[Extracts from datasets labeled with boxes]
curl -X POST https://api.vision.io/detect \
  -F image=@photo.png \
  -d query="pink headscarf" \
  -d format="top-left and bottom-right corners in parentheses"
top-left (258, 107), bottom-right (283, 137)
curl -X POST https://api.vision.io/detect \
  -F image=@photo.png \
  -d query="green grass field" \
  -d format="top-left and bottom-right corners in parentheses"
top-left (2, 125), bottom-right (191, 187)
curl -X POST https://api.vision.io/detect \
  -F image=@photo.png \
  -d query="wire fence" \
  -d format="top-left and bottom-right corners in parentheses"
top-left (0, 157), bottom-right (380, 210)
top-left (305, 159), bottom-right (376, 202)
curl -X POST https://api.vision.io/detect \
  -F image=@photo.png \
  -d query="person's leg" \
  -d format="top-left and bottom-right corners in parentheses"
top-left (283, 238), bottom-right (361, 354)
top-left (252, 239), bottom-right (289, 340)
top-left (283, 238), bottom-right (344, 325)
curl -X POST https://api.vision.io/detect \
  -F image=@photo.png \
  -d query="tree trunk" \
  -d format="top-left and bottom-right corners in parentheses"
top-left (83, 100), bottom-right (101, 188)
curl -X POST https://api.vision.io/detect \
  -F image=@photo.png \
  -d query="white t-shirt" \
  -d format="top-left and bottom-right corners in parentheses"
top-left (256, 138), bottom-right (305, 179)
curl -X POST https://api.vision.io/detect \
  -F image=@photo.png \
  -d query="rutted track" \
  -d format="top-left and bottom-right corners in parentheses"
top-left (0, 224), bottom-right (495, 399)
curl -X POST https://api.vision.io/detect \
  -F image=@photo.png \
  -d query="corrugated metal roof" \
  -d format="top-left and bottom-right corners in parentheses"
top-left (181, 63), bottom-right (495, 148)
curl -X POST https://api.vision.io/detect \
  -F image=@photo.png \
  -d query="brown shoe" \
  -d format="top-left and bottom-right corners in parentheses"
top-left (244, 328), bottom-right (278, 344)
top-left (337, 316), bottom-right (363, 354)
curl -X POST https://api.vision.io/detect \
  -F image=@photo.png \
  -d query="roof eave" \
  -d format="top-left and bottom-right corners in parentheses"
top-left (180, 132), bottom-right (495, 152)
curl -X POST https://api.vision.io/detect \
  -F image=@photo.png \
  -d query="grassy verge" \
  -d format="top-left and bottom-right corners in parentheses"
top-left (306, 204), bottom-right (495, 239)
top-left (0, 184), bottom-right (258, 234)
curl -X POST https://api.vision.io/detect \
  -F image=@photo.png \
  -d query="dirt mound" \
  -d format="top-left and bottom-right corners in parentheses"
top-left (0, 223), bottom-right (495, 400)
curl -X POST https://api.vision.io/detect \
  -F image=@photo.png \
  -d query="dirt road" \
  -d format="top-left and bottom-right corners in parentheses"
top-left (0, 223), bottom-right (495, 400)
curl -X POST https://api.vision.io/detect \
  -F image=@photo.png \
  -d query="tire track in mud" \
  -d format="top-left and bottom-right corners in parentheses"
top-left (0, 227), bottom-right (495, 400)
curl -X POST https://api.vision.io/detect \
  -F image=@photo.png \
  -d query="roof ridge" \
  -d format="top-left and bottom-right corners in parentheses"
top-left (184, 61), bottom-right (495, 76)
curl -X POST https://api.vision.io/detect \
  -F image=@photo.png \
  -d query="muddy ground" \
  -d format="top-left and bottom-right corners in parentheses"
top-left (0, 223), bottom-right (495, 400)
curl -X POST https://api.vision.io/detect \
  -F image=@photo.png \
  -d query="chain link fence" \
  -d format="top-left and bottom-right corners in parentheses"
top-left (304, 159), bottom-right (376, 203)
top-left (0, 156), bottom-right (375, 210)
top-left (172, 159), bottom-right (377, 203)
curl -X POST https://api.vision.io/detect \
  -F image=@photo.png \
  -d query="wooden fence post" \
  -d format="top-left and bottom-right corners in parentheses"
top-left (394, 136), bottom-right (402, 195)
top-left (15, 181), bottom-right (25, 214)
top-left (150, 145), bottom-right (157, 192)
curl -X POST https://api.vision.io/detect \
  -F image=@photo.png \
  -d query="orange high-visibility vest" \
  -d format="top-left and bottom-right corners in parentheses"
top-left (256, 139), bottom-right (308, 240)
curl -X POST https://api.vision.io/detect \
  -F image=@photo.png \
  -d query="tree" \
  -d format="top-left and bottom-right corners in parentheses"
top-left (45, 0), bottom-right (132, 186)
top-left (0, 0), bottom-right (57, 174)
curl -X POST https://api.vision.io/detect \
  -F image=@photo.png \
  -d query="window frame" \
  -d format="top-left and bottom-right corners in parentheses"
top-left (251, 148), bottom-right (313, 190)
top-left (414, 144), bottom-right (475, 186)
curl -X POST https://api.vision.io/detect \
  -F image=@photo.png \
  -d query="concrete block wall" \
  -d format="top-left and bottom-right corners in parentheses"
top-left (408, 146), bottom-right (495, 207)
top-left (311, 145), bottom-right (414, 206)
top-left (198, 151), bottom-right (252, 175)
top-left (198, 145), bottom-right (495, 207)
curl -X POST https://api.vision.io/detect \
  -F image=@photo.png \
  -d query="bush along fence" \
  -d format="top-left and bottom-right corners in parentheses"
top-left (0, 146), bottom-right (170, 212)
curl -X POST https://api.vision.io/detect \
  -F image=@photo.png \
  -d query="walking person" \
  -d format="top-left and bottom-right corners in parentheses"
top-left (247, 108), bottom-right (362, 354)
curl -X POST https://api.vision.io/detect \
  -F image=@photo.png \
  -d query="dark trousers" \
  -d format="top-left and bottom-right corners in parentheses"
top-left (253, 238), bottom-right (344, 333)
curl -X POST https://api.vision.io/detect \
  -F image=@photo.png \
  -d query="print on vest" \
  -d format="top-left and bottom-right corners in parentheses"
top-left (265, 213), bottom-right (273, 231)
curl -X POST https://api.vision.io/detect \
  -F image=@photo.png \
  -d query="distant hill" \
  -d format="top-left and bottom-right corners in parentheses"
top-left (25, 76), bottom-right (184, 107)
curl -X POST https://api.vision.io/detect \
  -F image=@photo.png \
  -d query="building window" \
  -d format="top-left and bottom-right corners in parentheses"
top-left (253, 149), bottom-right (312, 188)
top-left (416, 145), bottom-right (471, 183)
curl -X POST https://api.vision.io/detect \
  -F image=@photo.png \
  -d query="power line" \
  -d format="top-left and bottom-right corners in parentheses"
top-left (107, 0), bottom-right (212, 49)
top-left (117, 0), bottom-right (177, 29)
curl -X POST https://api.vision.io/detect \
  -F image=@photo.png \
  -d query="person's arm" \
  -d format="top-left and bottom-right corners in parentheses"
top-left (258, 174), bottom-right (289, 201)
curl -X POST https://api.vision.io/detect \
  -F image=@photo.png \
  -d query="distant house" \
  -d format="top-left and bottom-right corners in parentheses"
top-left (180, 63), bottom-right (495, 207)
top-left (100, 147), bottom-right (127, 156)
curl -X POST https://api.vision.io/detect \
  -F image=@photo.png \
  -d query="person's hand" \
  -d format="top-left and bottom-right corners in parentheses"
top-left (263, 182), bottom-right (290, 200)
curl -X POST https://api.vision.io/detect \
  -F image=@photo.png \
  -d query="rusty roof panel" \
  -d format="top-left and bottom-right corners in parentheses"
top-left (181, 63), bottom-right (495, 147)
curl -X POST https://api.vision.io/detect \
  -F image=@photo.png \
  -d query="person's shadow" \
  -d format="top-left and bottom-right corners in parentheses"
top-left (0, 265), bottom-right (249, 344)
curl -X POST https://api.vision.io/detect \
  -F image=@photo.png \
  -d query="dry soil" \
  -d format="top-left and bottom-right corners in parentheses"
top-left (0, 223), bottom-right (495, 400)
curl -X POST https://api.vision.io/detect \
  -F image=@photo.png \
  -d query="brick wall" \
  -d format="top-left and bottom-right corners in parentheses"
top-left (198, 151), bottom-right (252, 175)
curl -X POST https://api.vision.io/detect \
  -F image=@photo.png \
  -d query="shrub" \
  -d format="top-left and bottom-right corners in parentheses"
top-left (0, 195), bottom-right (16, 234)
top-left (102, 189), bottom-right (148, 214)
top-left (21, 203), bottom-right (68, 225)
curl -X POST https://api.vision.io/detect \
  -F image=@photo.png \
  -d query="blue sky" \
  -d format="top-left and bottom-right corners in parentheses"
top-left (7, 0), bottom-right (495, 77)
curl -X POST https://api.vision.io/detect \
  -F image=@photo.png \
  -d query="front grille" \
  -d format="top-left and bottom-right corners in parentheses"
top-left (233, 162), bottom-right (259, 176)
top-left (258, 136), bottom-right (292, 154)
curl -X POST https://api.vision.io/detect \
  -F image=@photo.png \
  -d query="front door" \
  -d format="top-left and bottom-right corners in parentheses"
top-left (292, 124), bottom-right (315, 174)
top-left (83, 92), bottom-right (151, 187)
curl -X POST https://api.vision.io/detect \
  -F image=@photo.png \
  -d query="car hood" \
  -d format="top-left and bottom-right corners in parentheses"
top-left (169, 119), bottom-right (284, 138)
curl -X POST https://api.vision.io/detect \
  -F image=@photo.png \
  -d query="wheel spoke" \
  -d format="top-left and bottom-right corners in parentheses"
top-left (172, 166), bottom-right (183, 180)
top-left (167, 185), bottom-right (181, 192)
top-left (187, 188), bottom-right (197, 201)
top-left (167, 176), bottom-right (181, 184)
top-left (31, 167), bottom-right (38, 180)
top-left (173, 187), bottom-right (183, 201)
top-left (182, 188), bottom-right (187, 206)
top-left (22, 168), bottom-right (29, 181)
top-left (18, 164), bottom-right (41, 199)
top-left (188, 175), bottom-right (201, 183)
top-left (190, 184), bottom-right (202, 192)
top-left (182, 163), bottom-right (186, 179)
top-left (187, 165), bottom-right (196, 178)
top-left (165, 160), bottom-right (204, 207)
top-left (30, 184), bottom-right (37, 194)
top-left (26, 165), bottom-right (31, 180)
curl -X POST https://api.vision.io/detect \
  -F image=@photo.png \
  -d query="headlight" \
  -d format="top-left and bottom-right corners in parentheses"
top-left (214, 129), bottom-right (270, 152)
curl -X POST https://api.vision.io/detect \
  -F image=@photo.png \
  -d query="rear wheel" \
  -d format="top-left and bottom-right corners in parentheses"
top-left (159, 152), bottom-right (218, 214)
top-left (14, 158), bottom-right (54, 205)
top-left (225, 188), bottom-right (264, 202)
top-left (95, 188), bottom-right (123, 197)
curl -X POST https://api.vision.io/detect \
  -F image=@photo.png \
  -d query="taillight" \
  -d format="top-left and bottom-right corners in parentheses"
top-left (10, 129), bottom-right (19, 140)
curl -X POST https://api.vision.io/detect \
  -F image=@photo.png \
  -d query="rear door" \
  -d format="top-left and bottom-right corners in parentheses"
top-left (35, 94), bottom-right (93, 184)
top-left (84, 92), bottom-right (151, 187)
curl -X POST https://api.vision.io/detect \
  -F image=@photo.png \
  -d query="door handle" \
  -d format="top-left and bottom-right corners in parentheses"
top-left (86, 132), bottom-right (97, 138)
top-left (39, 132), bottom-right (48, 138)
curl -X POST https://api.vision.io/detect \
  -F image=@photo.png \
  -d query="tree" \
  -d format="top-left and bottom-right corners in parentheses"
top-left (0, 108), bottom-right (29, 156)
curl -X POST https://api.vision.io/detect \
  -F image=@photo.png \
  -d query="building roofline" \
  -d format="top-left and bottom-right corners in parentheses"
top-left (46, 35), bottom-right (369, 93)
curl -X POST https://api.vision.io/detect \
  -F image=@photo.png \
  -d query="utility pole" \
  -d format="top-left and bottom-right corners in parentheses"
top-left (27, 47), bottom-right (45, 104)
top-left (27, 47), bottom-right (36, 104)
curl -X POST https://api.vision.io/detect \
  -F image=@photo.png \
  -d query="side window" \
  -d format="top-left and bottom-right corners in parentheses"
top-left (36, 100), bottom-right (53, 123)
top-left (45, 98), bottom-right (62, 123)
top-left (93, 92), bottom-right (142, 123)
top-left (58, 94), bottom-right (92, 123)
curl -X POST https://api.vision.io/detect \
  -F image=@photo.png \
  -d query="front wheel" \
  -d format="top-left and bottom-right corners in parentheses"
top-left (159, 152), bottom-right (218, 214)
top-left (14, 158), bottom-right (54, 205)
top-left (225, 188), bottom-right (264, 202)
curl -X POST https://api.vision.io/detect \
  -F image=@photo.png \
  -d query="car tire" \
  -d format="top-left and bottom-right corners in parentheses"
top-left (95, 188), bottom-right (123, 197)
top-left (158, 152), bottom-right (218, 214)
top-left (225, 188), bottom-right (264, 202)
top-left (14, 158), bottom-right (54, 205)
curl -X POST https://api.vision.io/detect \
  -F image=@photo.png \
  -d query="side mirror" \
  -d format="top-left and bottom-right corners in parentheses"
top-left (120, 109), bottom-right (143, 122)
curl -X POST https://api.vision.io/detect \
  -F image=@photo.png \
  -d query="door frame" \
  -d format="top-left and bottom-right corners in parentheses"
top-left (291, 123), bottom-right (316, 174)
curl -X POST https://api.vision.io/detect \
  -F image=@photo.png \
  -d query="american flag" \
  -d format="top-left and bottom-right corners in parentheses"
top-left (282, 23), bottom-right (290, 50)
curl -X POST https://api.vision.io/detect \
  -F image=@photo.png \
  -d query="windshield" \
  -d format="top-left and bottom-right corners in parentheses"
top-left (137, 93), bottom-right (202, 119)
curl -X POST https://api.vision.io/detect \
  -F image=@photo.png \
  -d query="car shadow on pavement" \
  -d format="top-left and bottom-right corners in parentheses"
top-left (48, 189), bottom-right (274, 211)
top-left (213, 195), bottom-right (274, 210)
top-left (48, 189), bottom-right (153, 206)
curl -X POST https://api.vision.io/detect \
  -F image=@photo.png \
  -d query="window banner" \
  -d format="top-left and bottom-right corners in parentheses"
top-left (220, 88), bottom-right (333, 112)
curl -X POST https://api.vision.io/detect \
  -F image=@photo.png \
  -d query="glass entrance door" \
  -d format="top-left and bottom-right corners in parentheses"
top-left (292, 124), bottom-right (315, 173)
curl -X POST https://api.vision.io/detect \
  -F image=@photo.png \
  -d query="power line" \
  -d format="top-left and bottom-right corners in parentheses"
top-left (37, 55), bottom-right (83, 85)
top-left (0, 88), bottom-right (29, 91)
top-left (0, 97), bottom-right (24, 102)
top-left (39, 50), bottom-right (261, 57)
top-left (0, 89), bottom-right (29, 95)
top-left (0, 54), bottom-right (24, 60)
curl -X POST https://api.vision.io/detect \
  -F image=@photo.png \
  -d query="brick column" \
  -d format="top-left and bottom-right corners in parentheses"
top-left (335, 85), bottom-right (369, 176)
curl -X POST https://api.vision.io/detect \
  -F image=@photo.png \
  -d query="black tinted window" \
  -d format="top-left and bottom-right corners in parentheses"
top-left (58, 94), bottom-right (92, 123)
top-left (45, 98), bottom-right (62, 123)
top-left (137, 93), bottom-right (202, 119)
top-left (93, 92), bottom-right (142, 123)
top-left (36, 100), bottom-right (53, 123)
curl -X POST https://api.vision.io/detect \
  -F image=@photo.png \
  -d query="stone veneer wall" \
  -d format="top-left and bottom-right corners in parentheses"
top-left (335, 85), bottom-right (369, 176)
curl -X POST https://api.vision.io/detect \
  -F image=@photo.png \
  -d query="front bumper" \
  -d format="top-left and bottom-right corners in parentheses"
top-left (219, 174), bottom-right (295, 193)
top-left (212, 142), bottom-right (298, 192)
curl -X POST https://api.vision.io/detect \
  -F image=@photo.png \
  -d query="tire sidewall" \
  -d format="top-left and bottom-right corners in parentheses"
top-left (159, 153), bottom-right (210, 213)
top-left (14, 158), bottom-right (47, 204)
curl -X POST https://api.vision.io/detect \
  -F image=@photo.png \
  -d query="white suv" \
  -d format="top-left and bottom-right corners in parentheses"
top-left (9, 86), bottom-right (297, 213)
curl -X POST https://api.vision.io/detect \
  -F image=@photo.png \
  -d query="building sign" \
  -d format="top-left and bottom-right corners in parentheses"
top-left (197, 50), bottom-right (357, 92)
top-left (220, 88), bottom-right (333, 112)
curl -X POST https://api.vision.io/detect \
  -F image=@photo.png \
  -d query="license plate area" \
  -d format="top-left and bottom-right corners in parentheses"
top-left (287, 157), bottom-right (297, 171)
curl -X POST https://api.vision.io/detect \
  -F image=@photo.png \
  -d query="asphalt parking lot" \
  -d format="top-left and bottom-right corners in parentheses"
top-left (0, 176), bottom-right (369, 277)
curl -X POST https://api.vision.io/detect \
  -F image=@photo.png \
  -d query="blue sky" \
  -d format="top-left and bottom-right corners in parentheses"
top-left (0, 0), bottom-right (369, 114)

The request: Extract every line above that contains the word "brick" and copy each one.

Reply to the task:
  -d query="brick wall" \
  -d query="brick column" \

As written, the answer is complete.